§ **EXTRACTED DATA**:

++++++++++

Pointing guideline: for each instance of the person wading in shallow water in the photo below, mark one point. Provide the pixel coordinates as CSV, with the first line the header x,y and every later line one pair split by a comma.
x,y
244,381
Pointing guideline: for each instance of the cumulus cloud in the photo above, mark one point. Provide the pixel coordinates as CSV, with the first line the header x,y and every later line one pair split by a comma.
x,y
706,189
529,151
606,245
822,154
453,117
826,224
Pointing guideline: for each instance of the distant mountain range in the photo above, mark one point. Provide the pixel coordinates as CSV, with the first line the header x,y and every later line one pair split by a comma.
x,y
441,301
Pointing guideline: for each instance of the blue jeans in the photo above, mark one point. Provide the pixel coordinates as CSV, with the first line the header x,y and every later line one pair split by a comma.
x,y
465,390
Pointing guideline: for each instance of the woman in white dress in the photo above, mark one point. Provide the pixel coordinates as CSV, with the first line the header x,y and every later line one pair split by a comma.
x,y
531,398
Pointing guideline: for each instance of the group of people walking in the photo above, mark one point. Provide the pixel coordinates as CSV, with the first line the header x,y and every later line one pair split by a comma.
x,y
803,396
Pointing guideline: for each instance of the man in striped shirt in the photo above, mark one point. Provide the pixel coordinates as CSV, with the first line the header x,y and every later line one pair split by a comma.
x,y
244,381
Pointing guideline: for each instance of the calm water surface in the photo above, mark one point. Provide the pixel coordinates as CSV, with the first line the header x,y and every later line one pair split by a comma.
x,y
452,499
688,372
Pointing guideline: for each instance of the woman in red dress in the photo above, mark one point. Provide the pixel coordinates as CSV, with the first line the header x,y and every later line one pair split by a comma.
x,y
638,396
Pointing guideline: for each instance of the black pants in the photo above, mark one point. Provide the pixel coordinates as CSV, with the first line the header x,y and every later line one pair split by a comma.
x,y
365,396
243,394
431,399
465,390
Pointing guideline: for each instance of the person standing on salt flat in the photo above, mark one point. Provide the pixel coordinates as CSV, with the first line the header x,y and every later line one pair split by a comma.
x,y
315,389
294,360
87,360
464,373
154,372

++++++++++

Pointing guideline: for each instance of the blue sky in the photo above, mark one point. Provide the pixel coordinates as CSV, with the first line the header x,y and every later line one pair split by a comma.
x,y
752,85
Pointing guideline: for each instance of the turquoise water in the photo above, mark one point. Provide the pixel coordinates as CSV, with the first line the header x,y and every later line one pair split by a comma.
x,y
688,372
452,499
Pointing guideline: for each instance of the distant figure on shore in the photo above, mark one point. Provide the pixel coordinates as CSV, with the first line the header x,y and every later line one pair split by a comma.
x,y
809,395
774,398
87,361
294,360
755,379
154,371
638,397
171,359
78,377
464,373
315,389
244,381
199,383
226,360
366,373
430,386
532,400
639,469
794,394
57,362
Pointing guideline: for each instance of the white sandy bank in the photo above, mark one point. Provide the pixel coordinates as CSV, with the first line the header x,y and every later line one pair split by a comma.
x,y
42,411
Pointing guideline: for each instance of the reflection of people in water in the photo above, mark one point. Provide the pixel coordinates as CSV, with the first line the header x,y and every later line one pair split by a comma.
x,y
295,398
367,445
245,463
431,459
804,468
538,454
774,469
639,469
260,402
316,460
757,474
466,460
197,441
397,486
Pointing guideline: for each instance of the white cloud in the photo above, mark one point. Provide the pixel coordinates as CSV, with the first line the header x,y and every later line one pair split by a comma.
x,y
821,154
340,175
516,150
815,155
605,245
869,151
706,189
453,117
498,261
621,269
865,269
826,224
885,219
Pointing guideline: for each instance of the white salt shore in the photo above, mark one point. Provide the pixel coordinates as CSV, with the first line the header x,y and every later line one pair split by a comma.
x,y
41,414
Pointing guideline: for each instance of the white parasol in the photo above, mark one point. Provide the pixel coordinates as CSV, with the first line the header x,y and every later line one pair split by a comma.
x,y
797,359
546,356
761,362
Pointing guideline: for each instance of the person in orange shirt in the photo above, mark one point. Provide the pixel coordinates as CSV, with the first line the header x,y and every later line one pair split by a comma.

++++++++++

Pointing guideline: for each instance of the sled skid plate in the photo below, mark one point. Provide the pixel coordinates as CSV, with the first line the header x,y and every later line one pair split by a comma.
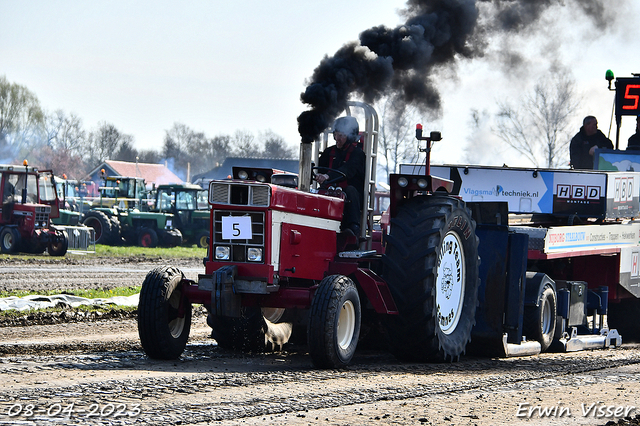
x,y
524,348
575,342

++++++++++

§ **WORK INSTRUCTIONS**: Would you please copy exactly the part of the entries above that begins at the line containing "Pointing guideline: for each instance of the white parasol" and ends at the line containing "Pointing guideline: for each instance of the person in", both lines included?

§ **RESULT OF THE EXERCISE**:
Pointing guideline: for each instance of the white parasol in the photo above, mark one point. Provide the pixel coordinates as CSV, with the first line the header x,y and every later line one pair split by a comma.
x,y
797,359
546,356
761,362
Pointing guideline: for each instance of the person in orange shirt in the photo above, mark one point. Provide the pixel coordinates as CSV, with the first line the header x,y and every later line one pair split by a comma.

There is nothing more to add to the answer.